-- RECORD SET follows --

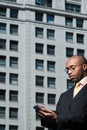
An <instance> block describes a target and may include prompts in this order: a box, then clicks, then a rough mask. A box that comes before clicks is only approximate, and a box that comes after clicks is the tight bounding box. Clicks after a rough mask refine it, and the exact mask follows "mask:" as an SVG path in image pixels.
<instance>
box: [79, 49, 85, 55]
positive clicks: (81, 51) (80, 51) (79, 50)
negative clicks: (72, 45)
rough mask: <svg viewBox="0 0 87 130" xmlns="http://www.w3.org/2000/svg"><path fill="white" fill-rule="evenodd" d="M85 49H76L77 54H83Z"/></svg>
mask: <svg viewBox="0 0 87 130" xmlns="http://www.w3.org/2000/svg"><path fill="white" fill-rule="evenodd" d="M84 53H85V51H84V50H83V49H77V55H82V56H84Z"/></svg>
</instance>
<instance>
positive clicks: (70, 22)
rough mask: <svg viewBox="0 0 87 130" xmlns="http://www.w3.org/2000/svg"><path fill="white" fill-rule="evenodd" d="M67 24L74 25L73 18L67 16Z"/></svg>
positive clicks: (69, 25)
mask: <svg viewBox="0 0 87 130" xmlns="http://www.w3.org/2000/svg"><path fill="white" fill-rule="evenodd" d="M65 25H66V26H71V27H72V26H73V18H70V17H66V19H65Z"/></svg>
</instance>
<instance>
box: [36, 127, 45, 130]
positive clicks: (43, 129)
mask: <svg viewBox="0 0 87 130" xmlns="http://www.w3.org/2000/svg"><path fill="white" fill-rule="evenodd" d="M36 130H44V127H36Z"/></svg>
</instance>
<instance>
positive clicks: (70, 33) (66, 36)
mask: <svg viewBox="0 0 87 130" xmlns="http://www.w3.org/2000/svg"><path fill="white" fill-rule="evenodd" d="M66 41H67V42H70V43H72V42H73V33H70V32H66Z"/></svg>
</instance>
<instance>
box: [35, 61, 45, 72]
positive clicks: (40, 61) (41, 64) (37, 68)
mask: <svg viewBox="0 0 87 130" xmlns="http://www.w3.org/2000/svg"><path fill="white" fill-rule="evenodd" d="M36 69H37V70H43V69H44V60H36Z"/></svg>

-- RECORD SET concluded --
-- RECORD SET follows --

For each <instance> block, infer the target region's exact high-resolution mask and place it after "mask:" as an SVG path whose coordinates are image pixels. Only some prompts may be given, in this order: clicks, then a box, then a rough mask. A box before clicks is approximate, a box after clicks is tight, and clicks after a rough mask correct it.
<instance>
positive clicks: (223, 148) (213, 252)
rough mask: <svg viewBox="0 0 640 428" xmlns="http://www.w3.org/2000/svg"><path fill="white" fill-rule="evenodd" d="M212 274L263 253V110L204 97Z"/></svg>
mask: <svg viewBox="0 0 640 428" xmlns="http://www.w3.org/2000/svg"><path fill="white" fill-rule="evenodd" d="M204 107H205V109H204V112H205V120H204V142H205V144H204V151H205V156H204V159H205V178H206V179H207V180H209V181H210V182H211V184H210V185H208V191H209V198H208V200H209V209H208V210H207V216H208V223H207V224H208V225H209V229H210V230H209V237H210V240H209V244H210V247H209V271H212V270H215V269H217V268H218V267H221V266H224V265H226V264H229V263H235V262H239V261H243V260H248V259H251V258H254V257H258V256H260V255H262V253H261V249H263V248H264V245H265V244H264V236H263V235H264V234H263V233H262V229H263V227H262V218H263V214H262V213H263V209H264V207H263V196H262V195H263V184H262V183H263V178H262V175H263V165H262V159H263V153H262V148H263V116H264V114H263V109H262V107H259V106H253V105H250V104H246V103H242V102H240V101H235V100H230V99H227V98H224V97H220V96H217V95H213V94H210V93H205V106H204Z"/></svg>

-- RECORD SET concluded --

How many lines in the records contain the word "this"? Reply with the number alone.

EXPECTED ANSWER: 2